(Supplied text)
-*-
PASTOR B. TENCHAVEZ, Plaintiff-Appellant, v. VICENTA F. ESCAÑO, ET AL., Defendants-Appellees.

Isabelo B. Binamira, Filemon B. Barria and Crispin D. Baizas & Associates for Appellants.

Vicente L. Faelnar, for appellee Mamerto Escaño and Mena F. Escaño.

Jalandoni & Jamir for appellee Vicenta F. Escaño.

Norberto J. Quisumbing for intervenor Russel Leo Moran.


R E S O L U T I O N


REYES, J.B.L., J.:


Not satisfied with the decision of this Court, promulgated on 29 November 1965, in the above-entitled case, plaintiff-appellant Pastor B. Tenchavez and defendant-appellee Vicenta F. Escaño, respectively, move for its reconsideration; in addition, Russell Leo Moran, whom said defendant married in the United State, has filled, upon leave previously granted, a memorandum in intervention.

Movant Tenchavez poses the novel theory that Mamerto and Mina Escaño are undeserving of an award for damages because they are guilty of contributory negligence in failing to take up proper and timely measures to dissuade their daughter Vicenta from leaving her husband (Tenchavez), obtaining a foreign divorce and marrying another man (Moran). This theory cannot be considered: first, because this was not raised in the court below; second, there is no evidence to support it; third, it contradicts plaintiff’s previous theory of alienation of affections in that contributory negligence involves an omission to perform an act while alienation to affection involves the performance of a positive act.

The prayer of appellant Tenchavez in his motion for reconsideration to increase the damages against Vicenta (P25,000 for damages and attorney’s fees were awarded to Tenchavez in the decision) should, likewise, be denied, all factors and circumstances in the case having been duly considered in the main decision.

In seeking a reexamination of the decision, defendant-appellee Vicenta Escaño, in turn, urges a comparison between the two marriages, stating, in plainer terms, that the Tenchavez-Escaño marriage was no more than a ceremony, and a faulty one at that, while the Moran-Escaño marriage fits the concept of a marriage as a social institution because publicly contracted, recognized by both civil and ecclesiastical authorities, and blessed by three children. She concludes that, since the second marriage is the better one, it deserves the law’s recognition and protection over the other. This is a dangerous proposition: it legalizes a continuing polygamy by permitting a spouse to just drop at pleasure her consort for another in as many jurisdictions as would grant divorce on the excuse that the new marriage is better than the previous one; and, instead of fitting the concept of marriage as a social institution, the proposition altogether does away with the social institution, the proposition altogether does away with the social aspects of marriage in favor of its being a matter of private contract and personal adventure.

The said appellee claims that state recognition should be accorded the Church’s disavowal of her marriage with Tenchavez. On this point, our main decision limited itself to the statement, "On 10 September 1954, Vicenta sought papal dispensation of her marriage (Exh. P-2)", without stating that papal dispensation was actually granted, the reason being that Vicenta’s claim that dispensation was granted was not indubitable, and her counsel, during the trial in the lower court, did not make good his promise to submit the document evidencing the papal dispensation; in fact, no such document appears on record. The Church’s disavowal of the marriage, not being sufficiently established, it cannot be considered. Vicenta’s belated appeal to Canon law, after she had sought and failed to obtain annulment in the civil courts, and after she had flaunted its principles by obtaining absolute divorce, does not, and can not, sound convincing. Particularly when account is taken of the circumstances that she obtained the Nevada divorce in 1950 and only sought ecclesiastical release from her marriage to Tenchavez in 1954.
-*-
(Record list)
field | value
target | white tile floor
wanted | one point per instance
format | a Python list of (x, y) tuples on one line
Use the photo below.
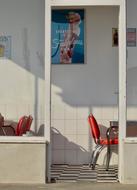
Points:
[(73, 173)]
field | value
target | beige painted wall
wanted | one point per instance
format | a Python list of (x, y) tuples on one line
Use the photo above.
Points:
[(22, 78), (22, 163), (78, 90)]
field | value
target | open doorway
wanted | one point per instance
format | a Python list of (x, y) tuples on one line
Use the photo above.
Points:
[(80, 89)]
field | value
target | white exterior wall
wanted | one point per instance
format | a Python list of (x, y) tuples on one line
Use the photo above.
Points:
[(22, 77), (130, 145), (78, 90)]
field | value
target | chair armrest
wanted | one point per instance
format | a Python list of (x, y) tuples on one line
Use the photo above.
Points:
[(109, 130), (4, 127)]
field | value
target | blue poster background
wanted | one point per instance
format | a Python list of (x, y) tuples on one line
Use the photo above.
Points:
[(60, 25)]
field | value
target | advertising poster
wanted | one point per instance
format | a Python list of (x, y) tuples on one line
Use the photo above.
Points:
[(67, 43)]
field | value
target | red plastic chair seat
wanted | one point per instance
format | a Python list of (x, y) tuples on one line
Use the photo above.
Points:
[(111, 141)]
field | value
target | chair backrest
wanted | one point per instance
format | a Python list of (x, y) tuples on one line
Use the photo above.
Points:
[(21, 126), (29, 122), (94, 128)]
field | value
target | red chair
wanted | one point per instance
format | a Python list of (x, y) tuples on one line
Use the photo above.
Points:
[(21, 126), (29, 122), (101, 142)]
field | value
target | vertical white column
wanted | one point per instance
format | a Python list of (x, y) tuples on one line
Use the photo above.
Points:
[(48, 84), (122, 84)]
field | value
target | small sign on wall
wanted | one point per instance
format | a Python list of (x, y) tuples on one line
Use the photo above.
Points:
[(114, 37), (131, 37), (5, 47)]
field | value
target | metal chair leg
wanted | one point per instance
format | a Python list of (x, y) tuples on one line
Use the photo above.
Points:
[(96, 156), (93, 154)]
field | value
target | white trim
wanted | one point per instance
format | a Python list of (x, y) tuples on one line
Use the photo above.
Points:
[(122, 85), (15, 139), (130, 140), (84, 2), (47, 133)]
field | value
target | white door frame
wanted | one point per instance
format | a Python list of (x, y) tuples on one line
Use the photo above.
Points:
[(122, 68)]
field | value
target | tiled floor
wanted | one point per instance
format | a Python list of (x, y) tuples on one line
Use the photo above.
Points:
[(70, 173)]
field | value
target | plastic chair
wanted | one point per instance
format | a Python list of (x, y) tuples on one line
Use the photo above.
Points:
[(29, 122), (21, 127), (100, 142)]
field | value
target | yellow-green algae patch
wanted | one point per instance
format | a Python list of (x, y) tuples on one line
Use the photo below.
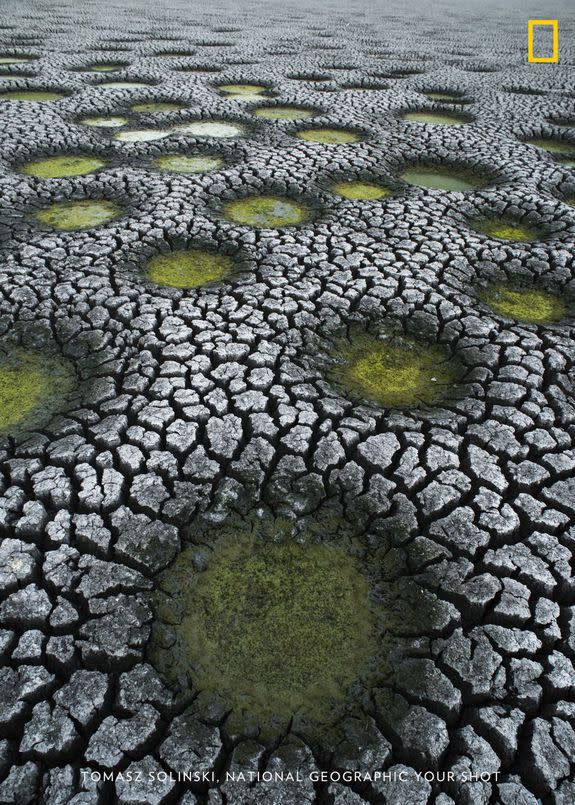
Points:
[(274, 629), (110, 122), (393, 372), (283, 113), (189, 268), (70, 215), (266, 211), (156, 106), (437, 178), (31, 386), (503, 229), (329, 136), (57, 167), (180, 163), (362, 191), (435, 118), (533, 305), (30, 95), (552, 146)]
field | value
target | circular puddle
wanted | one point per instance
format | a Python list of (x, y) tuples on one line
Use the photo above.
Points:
[(215, 619), (181, 163), (141, 135), (442, 179), (270, 212), (435, 118), (283, 113), (552, 146), (361, 191), (532, 305), (211, 128), (70, 215), (503, 228), (329, 136), (152, 107), (188, 268), (395, 372), (31, 95), (110, 122), (32, 386), (66, 165)]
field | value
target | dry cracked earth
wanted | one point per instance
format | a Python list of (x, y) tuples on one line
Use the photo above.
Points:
[(214, 404)]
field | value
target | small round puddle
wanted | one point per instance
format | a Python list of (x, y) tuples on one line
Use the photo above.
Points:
[(58, 167), (180, 163), (552, 146), (506, 229), (189, 268), (532, 305), (283, 113), (271, 212), (70, 215), (111, 122), (156, 106), (435, 118), (361, 191), (31, 95), (141, 135), (437, 179), (215, 627), (32, 386), (211, 128), (395, 372), (329, 136)]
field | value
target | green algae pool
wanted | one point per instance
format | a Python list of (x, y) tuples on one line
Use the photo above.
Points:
[(152, 107), (329, 136), (85, 214), (441, 178), (267, 211), (189, 268), (181, 163), (39, 96), (533, 305), (394, 372), (283, 113), (58, 167), (32, 387), (109, 122), (361, 191), (274, 629), (552, 146), (436, 118), (507, 229)]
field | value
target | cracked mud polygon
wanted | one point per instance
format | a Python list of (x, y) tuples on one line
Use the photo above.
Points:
[(287, 404)]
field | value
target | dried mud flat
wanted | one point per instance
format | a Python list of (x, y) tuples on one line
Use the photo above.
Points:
[(147, 415)]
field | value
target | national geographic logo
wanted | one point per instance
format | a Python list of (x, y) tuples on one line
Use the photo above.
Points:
[(542, 38)]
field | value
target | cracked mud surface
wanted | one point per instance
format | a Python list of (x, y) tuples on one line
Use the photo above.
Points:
[(212, 403)]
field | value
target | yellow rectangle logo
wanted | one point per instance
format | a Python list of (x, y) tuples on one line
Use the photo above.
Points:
[(554, 24)]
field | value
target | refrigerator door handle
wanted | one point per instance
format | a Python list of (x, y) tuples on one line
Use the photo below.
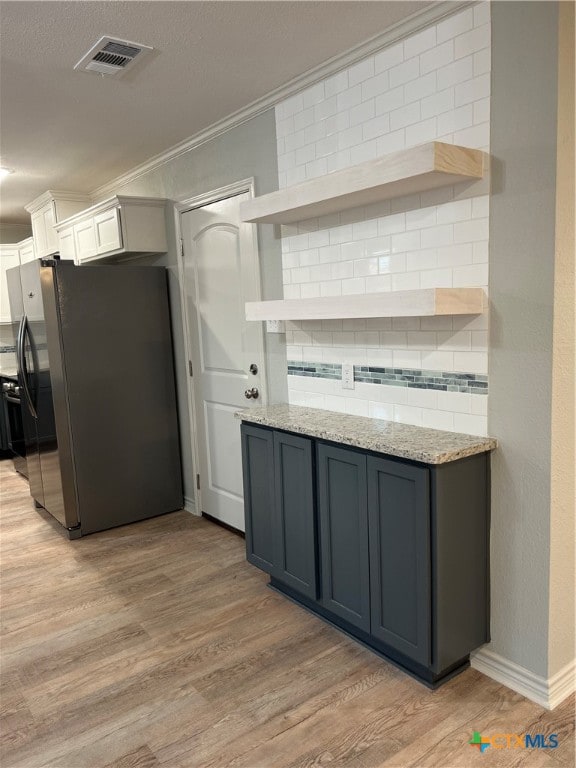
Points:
[(22, 364)]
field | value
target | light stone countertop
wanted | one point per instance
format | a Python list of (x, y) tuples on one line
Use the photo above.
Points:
[(430, 446)]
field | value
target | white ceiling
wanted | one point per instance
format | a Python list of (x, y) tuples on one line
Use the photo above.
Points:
[(62, 129)]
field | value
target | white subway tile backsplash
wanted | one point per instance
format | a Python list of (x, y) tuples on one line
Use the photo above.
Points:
[(361, 113), (392, 142), (437, 103), (472, 90), (406, 241), (437, 57), (440, 235), (434, 85), (470, 424), (364, 267), (349, 98), (471, 231), (378, 126), (389, 57), (331, 288), (418, 89), (405, 324), (336, 84), (454, 255), (456, 119), (435, 419), (478, 136), (421, 132), (403, 73), (374, 86), (362, 71), (457, 72), (325, 108), (421, 41), (404, 116), (406, 358), (386, 102), (350, 137), (313, 95), (468, 277), (471, 42), (309, 291), (436, 278), (459, 210), (408, 281), (378, 283)]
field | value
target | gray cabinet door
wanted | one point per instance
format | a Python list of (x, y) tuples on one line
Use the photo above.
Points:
[(295, 526), (344, 534), (400, 568), (258, 470)]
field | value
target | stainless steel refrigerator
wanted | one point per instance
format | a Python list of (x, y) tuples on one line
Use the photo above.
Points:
[(96, 370)]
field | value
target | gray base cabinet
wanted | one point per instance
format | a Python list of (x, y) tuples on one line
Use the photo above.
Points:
[(393, 552)]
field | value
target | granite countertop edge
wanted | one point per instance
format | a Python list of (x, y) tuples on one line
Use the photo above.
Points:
[(409, 442)]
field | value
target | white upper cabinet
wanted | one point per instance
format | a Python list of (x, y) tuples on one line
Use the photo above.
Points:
[(119, 226), (46, 211), (9, 257), (27, 250), (12, 256)]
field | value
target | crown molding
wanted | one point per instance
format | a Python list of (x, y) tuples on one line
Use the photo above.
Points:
[(408, 26)]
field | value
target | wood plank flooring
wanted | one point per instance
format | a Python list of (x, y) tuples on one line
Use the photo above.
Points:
[(156, 644)]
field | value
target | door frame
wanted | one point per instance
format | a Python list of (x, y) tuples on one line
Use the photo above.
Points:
[(180, 208)]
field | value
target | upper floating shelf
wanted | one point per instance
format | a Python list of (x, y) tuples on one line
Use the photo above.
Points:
[(401, 173), (418, 303)]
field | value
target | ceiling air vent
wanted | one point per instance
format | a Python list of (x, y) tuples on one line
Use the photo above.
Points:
[(111, 56)]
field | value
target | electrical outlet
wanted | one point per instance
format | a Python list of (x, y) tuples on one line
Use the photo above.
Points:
[(347, 376), (275, 326)]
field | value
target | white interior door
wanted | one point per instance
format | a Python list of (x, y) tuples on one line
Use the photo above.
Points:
[(220, 274)]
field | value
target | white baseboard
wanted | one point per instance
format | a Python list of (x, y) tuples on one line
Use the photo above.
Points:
[(190, 506), (548, 692)]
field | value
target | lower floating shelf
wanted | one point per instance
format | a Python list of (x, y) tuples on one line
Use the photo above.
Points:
[(419, 303)]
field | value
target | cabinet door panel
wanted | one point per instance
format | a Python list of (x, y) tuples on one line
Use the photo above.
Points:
[(108, 231), (67, 246), (85, 240), (399, 515), (258, 470), (344, 534), (295, 528)]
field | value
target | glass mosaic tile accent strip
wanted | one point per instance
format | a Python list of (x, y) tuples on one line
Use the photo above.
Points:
[(445, 381)]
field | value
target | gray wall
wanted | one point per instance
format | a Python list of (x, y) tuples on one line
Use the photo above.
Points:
[(248, 150), (522, 243)]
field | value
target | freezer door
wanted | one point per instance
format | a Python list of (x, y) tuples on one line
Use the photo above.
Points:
[(118, 359), (24, 380), (40, 322)]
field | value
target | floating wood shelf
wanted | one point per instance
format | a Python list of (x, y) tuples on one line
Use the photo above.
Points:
[(419, 303), (401, 173)]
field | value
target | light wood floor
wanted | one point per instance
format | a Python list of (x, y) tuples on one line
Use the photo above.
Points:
[(156, 644)]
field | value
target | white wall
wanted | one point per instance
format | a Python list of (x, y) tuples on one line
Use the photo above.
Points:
[(433, 85)]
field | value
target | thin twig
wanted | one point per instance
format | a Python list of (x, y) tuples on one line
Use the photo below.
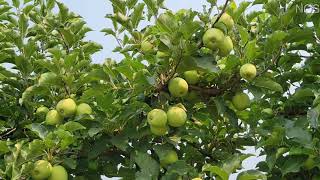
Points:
[(221, 13)]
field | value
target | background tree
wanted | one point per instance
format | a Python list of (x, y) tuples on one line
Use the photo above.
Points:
[(193, 90)]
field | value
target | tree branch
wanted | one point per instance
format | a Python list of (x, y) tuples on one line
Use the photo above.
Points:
[(223, 11)]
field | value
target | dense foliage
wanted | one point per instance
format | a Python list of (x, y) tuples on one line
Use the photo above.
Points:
[(192, 91)]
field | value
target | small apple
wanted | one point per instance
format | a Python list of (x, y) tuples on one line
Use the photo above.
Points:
[(212, 38), (42, 170), (248, 71), (241, 101), (157, 118), (159, 131), (83, 108), (226, 46), (66, 107), (47, 78), (53, 117), (176, 117), (170, 158), (267, 112), (192, 77), (227, 20), (178, 87), (146, 47), (58, 173), (42, 110)]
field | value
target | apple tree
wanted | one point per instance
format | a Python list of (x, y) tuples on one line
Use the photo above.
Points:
[(192, 92)]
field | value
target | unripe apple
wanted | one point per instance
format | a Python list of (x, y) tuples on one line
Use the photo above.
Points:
[(41, 170), (159, 131), (226, 46), (58, 173), (146, 47), (53, 117), (192, 77), (227, 20), (83, 108), (178, 87), (241, 101), (170, 158), (66, 107), (267, 112), (47, 78), (176, 117), (212, 38), (42, 110), (157, 118), (248, 71)]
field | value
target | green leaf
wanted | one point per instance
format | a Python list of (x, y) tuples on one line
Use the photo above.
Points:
[(251, 175), (268, 84), (216, 170), (149, 168), (136, 16), (313, 117), (3, 147)]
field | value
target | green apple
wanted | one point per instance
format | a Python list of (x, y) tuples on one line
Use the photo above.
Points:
[(227, 20), (267, 112), (47, 78), (83, 108), (178, 87), (42, 110), (42, 170), (226, 46), (146, 47), (58, 173), (159, 131), (170, 158), (53, 117), (157, 118), (66, 107), (248, 71), (241, 101), (176, 117), (212, 38), (192, 77)]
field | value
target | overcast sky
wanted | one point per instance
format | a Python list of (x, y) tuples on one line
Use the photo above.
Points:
[(93, 11)]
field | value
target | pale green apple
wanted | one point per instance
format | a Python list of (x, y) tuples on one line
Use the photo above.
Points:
[(241, 101), (226, 46), (58, 173), (83, 108), (157, 118), (53, 117), (178, 87), (248, 71), (170, 158), (227, 20), (66, 107), (192, 77), (176, 117), (159, 131), (212, 38), (42, 170)]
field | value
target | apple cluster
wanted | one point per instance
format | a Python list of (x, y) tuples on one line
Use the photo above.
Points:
[(44, 170), (64, 109)]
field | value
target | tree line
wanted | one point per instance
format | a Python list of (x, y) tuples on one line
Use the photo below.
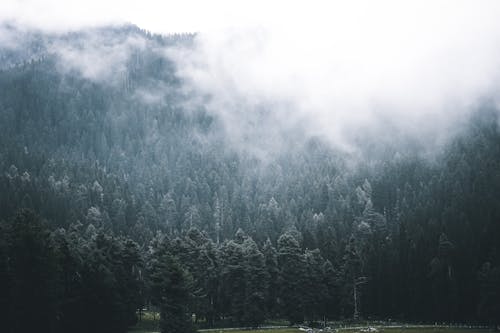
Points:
[(109, 202)]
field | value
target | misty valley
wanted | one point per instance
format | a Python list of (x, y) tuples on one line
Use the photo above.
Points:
[(144, 187)]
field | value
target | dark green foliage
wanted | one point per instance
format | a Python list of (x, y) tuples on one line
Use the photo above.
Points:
[(292, 277), (124, 180), (170, 289)]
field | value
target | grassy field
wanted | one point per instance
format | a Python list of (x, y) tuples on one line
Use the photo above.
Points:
[(149, 324)]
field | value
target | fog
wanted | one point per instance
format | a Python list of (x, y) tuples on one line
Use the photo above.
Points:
[(280, 74), (389, 71)]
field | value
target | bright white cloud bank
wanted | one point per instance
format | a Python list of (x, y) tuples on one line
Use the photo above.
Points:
[(329, 68)]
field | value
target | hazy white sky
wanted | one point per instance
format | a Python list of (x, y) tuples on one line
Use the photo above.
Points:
[(203, 15), (333, 67)]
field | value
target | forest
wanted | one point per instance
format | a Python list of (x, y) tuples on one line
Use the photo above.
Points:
[(119, 192)]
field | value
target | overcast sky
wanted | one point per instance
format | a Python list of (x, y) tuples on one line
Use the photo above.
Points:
[(330, 67)]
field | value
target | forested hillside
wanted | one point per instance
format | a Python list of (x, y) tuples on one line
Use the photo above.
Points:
[(118, 191)]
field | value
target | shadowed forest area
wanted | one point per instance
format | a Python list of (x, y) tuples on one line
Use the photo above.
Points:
[(119, 192)]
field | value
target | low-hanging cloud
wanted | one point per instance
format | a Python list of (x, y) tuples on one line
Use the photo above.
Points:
[(417, 69)]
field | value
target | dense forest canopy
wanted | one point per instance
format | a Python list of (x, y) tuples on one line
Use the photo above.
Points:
[(120, 190)]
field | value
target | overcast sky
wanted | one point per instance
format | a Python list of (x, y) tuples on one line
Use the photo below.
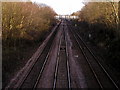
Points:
[(63, 7)]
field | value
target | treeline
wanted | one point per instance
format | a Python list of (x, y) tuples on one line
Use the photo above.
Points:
[(24, 26), (103, 22), (24, 21)]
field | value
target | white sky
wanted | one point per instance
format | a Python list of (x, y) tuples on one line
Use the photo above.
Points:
[(63, 7)]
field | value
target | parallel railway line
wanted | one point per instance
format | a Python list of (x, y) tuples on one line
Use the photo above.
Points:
[(93, 64), (61, 76)]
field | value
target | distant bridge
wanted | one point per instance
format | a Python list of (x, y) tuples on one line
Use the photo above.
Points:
[(66, 17)]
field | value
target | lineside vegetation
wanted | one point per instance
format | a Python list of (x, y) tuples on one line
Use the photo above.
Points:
[(24, 26), (102, 21)]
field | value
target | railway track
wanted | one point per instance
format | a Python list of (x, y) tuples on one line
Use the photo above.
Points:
[(62, 71), (101, 76), (59, 69), (32, 77)]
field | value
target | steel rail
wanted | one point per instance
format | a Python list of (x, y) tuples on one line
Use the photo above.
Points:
[(57, 64), (95, 75), (68, 66), (23, 80)]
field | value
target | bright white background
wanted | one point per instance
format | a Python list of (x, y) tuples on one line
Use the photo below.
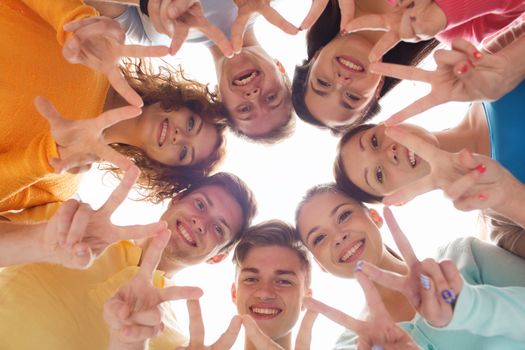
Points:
[(279, 175)]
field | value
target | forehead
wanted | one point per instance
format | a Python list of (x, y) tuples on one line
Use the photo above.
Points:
[(272, 259)]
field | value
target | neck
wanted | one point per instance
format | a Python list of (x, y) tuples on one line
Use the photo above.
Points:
[(284, 342), (471, 133)]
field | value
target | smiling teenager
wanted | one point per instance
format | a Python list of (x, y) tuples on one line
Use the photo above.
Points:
[(272, 275), (63, 307), (190, 147), (470, 301)]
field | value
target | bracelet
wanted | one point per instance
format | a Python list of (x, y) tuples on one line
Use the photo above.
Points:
[(144, 7)]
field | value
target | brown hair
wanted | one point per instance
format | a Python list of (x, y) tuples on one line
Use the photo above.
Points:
[(342, 180), (172, 89), (270, 233), (238, 190)]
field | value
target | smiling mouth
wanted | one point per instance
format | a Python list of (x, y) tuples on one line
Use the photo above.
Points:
[(245, 78), (185, 234), (163, 132), (264, 312), (354, 252), (351, 65)]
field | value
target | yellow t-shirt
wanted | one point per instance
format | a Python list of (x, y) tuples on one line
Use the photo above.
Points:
[(49, 307)]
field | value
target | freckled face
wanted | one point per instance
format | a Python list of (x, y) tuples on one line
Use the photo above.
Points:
[(270, 286), (339, 232), (178, 138), (378, 165)]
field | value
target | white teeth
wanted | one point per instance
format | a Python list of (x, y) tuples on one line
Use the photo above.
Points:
[(247, 80), (350, 64), (412, 158), (185, 234), (265, 311), (163, 132), (351, 251)]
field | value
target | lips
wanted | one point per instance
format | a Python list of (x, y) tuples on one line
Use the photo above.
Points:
[(264, 311), (353, 251), (350, 64), (186, 234), (163, 132), (246, 77)]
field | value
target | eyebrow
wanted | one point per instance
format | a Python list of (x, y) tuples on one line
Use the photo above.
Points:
[(331, 214), (210, 203)]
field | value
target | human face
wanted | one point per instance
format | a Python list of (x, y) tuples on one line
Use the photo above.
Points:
[(253, 91), (339, 232), (340, 85), (378, 165), (178, 138), (270, 287), (201, 223)]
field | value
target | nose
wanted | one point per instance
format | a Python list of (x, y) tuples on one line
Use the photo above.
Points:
[(252, 93), (341, 238)]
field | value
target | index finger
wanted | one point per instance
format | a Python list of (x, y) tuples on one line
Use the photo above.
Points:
[(399, 237), (334, 314), (121, 192)]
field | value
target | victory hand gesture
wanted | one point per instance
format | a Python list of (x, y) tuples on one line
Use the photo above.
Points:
-*-
(Task objective)
Can you rewrite the paragraph of the resolution that begins "The said appellee claims" as a short list that keeps its main facts?

(Task output)
- Vicenta asks that the state recognize the Church's disavowal of her marriage to Tenchavez.
- The main decision said only that on 10 September 1954 she sought papal dispensation of the marriage (Exh. P-2). It did not say that dispensation was granted.
- The court left that out because her claim that dispensation was granted was not indubitable. Her counsel also never submitted the promised document at trial, and no such document is on record.
- Because the Church's disavowal is not sufficiently established, it cannot be considered.
- Her belated appeal to Canon law is not convincing. She made it only after failing to obtain annulment in the civil courts and after obtaining an absolute divorce. She got the Nevada divorce in 1950 but sought ecclesiastical release only in 1954.